I ended up writing an action based on this that worked with my submodule:

name: Comment triggers

on:
  issue_comment:
    types: [created]

jobs:
  update:
    name: Update submodule
    runs-on: ubuntu-latest
    steps:
    # Checkout repo and add SSH key for submodule
    - uses: actions/checkout@v2
    - uses: webfactory/[email protected]
      with:
        ssh-private-key: ${{ secrets.GA_CHECKOUT_SUBMODULE }}
    - name: Update submodules
      shell: sh
      run: |
        # Debug output the whole event
        # cat ${{ github.event_path }}

        # Verify it contains "/submodule" and is a new comment on a PR
        CONFIG_ERROR=0
        ((jq -r ".comment.body" "${{ github.event_path }}" | grep -E "/submodule") \
          && jq -r ".issue.pull_request.url" "${{ github.event_path }}" \
          ) || exit ${CONFIG_ERROR}
        if [ "$(jq -r ".action" "${{ github.event_path }}")" != "created" ]; then
          echo "not a new comment"
          exit ${CONFIG_ERROR}
        fi

        # Get PR commit ref
        BASE_URI="https://api.github.com"
        API_HEADER="Accept: application/vnd.github.v3+json"
        AUTH_HEADER="Authorization: token ${{ secrets.GITHUB_TOKEN }}"
        PR_INFO=$(curl -X GET -s -H "${AUTH_HEADER}" -H "${API_HEADER}" "${{ github.event.issue.pull_request.url }}")
        REF=$(echo "${PR_INFO}" | jq -r .head.ref)

        # Checkout branch
        git config --global user.email "[email protected]"

▸ Material provided
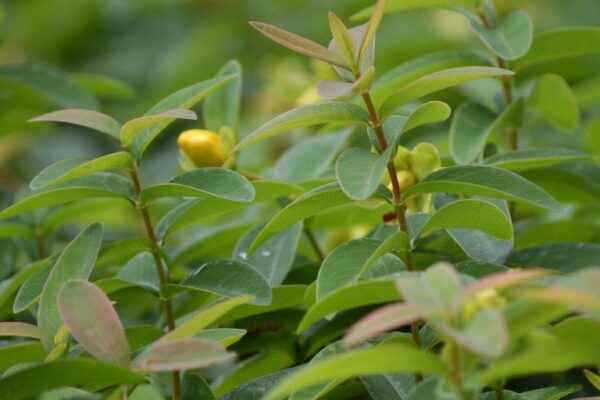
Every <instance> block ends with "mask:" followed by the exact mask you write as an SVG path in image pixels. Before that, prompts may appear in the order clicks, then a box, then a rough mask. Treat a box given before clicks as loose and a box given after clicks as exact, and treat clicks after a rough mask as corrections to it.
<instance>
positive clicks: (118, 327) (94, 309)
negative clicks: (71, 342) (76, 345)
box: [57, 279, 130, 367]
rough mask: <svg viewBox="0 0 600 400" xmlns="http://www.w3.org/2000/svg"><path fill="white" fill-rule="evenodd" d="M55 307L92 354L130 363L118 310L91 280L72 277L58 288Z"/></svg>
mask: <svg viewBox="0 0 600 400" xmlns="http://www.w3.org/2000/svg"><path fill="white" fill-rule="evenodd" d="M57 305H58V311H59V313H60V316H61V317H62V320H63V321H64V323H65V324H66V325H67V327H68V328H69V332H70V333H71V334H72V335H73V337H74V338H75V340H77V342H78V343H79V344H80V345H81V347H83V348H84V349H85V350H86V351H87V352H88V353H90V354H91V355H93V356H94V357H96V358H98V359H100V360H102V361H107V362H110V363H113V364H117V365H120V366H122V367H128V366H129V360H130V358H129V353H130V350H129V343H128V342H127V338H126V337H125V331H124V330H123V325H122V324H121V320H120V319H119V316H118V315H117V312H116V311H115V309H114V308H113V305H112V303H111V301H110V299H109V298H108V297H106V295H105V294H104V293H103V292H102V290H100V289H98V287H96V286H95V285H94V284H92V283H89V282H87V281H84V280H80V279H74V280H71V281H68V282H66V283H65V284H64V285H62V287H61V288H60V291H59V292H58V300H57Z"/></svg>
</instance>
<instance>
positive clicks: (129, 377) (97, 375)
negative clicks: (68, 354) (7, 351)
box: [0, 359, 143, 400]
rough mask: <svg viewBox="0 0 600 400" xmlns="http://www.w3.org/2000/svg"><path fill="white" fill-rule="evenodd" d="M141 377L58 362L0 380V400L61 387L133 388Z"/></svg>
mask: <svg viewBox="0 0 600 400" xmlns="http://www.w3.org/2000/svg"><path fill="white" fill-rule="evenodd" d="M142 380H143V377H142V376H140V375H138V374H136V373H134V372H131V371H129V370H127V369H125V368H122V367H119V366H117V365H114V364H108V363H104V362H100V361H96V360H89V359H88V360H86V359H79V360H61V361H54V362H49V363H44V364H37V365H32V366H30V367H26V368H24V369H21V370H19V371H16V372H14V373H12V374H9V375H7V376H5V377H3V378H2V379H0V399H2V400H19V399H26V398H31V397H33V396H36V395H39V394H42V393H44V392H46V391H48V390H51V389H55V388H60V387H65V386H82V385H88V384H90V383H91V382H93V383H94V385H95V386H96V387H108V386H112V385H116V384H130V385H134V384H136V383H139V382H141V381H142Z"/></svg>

---

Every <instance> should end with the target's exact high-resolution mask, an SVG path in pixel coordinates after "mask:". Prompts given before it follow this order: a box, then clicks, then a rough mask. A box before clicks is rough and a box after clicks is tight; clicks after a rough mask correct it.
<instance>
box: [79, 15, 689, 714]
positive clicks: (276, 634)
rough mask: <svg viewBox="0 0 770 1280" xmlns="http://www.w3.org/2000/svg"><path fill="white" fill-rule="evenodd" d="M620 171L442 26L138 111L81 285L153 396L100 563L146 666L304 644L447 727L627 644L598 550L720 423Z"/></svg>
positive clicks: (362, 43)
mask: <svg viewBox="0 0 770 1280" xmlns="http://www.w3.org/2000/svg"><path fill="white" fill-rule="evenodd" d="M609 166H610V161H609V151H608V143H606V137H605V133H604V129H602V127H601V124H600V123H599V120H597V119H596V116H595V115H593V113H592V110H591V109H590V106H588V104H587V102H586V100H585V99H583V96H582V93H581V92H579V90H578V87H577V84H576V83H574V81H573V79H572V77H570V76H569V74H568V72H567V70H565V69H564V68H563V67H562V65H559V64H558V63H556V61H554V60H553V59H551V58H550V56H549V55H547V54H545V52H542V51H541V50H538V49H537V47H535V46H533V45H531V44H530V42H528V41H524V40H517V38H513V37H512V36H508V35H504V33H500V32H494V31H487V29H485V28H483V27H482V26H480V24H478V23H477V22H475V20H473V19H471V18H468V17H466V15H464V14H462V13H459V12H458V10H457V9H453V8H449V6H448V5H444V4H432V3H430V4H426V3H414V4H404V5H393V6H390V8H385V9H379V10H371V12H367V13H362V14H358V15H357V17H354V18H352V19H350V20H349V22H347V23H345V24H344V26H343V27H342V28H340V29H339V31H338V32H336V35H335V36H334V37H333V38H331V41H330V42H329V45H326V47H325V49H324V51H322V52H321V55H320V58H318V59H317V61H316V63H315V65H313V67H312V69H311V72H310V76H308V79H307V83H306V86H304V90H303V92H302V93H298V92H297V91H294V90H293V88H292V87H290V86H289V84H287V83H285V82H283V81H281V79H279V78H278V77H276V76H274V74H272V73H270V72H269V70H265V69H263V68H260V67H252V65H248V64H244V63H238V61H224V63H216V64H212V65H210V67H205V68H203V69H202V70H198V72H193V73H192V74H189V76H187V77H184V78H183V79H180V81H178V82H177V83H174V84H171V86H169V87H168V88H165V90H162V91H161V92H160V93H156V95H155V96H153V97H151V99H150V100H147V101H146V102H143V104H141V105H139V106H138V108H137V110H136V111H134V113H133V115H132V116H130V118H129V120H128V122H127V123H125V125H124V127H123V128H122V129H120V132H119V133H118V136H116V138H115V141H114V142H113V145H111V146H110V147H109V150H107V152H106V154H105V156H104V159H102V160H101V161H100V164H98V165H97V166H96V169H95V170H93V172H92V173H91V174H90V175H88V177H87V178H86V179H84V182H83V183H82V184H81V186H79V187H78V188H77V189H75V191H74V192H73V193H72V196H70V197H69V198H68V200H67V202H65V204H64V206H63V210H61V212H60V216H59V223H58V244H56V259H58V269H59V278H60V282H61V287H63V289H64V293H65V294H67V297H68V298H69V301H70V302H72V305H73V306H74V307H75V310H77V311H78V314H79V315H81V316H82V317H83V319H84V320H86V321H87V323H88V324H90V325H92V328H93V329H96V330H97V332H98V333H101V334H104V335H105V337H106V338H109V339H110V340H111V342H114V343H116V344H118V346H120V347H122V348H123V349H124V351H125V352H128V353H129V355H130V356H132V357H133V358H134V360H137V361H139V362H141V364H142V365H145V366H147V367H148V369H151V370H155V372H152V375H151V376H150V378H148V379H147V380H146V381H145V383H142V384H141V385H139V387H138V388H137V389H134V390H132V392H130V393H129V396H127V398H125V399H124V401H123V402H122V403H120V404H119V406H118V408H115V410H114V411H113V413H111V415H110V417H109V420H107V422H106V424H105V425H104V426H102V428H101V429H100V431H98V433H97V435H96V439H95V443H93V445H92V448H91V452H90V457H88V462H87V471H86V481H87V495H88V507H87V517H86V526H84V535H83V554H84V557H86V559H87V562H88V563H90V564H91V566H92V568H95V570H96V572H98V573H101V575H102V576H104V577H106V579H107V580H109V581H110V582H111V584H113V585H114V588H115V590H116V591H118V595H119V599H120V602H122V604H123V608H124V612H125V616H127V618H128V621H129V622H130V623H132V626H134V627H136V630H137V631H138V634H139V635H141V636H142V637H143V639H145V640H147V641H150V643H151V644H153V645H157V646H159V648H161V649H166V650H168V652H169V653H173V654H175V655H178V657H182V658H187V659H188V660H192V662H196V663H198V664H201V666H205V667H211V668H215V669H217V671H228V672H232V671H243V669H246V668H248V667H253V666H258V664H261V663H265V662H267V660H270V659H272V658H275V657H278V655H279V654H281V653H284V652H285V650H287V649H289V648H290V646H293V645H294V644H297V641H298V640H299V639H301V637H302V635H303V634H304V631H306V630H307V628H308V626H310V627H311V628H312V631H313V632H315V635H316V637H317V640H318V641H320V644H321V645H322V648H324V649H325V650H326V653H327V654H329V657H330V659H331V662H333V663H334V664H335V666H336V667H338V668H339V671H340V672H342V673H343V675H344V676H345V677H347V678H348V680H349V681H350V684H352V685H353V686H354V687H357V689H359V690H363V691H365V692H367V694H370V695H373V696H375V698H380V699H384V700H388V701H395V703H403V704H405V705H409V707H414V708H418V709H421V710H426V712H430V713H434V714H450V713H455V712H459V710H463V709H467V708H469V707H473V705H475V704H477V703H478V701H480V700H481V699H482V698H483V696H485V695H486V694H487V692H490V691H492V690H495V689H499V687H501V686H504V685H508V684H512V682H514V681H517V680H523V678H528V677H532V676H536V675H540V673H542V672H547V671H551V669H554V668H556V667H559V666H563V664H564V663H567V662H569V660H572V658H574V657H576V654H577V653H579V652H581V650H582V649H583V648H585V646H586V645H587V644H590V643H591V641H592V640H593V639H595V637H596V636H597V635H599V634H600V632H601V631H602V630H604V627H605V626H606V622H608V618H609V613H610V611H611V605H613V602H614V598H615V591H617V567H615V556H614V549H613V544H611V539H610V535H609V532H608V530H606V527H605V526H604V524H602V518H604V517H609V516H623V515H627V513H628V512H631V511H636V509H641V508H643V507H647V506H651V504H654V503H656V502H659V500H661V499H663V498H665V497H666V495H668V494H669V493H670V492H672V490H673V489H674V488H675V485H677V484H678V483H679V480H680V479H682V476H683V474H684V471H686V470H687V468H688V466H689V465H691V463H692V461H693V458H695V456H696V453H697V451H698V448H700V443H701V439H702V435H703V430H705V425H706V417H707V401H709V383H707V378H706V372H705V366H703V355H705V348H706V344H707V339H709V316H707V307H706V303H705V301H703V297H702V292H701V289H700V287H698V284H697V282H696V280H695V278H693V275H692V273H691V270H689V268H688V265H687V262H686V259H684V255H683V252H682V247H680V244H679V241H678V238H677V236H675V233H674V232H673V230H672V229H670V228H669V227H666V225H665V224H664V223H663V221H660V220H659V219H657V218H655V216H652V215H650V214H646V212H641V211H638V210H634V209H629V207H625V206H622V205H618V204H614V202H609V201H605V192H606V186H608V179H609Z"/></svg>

--

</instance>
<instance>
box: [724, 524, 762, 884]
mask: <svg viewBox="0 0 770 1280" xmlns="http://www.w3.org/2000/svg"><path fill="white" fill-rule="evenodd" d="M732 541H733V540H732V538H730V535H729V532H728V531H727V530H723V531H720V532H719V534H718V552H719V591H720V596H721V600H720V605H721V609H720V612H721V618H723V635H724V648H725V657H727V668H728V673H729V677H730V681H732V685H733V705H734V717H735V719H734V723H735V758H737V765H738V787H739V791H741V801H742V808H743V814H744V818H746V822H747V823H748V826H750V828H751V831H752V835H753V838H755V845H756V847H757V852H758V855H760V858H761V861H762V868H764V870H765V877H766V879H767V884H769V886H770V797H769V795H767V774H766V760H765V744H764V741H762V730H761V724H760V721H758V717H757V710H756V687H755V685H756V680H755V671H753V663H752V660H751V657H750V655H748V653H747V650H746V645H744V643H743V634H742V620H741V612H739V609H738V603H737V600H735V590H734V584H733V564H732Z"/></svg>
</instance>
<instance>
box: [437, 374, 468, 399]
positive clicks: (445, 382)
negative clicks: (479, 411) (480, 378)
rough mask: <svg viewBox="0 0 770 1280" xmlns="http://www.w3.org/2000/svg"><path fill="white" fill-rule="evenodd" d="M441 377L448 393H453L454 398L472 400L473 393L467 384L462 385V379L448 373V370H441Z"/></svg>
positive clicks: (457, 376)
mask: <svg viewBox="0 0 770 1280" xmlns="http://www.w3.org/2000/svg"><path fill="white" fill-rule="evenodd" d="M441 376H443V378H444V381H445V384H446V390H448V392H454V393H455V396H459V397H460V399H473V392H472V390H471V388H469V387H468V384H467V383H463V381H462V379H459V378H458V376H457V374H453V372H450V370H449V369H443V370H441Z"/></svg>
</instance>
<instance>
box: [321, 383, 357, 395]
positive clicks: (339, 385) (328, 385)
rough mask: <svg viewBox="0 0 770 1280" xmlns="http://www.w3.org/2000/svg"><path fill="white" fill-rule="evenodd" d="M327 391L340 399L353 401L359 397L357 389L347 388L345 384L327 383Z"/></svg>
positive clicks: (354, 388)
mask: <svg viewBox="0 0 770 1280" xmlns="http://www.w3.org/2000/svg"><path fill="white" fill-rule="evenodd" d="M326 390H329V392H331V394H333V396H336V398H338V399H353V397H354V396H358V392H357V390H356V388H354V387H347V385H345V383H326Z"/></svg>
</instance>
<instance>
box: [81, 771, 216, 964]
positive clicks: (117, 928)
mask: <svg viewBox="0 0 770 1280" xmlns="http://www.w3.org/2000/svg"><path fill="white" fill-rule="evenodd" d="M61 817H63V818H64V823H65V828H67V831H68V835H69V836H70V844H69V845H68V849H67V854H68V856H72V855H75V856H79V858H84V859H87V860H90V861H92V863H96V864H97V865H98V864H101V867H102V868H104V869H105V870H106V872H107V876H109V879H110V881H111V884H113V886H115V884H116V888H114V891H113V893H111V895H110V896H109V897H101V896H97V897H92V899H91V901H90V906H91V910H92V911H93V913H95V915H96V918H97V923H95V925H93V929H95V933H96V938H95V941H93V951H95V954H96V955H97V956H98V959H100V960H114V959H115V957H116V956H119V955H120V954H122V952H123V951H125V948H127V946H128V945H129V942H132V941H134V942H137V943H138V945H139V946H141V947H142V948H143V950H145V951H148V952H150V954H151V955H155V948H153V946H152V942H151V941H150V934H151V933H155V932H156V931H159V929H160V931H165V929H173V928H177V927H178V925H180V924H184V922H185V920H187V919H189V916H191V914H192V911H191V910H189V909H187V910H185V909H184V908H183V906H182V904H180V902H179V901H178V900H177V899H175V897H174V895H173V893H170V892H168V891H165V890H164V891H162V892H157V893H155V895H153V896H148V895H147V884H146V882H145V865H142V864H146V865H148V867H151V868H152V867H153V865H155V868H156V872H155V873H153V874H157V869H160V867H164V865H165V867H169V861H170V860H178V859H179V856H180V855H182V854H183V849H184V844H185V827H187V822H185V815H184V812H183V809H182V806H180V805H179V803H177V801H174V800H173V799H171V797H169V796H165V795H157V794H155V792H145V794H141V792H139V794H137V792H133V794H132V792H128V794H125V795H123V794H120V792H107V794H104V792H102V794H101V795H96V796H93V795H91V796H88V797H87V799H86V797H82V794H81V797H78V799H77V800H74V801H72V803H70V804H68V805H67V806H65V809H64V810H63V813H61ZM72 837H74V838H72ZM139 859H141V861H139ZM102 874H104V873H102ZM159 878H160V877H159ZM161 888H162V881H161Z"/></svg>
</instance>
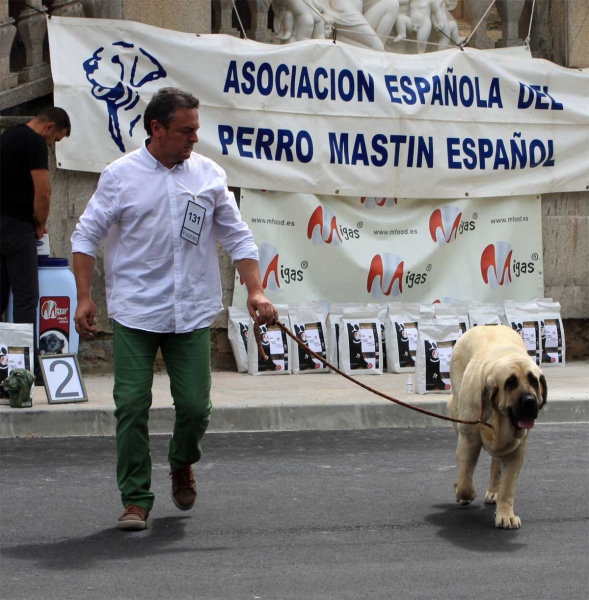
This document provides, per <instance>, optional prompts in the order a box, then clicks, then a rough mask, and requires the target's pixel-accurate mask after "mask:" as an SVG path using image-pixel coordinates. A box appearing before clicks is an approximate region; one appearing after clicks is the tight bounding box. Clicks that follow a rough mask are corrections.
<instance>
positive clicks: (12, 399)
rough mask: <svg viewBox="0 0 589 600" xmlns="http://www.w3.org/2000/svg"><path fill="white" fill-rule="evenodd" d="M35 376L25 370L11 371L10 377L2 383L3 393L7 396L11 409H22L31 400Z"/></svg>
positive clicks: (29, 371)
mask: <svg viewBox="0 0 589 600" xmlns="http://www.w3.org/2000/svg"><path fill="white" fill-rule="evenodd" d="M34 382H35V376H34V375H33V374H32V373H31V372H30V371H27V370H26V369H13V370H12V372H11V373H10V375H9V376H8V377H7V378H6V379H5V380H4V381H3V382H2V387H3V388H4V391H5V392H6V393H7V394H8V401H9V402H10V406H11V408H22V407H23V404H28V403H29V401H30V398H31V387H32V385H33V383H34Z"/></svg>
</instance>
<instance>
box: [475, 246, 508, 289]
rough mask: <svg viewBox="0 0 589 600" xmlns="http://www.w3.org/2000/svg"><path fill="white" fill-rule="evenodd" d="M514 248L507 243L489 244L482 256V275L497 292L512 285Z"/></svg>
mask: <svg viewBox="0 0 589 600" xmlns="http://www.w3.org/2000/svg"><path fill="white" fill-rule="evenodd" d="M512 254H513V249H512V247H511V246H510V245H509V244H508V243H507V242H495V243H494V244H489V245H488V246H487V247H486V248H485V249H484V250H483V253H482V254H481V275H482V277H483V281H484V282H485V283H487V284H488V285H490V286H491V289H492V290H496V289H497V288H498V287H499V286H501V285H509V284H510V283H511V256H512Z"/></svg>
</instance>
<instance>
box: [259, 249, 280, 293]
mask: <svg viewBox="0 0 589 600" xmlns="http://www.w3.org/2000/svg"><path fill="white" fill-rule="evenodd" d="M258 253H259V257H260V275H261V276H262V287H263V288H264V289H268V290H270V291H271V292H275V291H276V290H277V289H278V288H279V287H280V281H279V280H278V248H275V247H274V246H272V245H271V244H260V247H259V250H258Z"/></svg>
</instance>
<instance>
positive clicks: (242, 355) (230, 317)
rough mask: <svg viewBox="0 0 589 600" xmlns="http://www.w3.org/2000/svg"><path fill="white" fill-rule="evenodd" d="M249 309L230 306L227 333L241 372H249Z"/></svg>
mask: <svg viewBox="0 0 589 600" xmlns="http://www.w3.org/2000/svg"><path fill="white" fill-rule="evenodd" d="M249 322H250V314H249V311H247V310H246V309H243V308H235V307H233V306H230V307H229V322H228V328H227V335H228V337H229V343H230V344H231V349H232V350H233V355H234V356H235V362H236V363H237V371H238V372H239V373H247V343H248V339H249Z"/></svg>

▸ Goal of the exercise
Answer these about the workflow text:
(a) Which event and activity type trigger the workflow?
(b) What text must a comment body contain for the update step to continue?
(c) Which field of the fetched pull request information is assigned to REF?

▸ Written answer
(a) The issue_comment event, with type created.
(b) "/submodule"
(c) .head.ref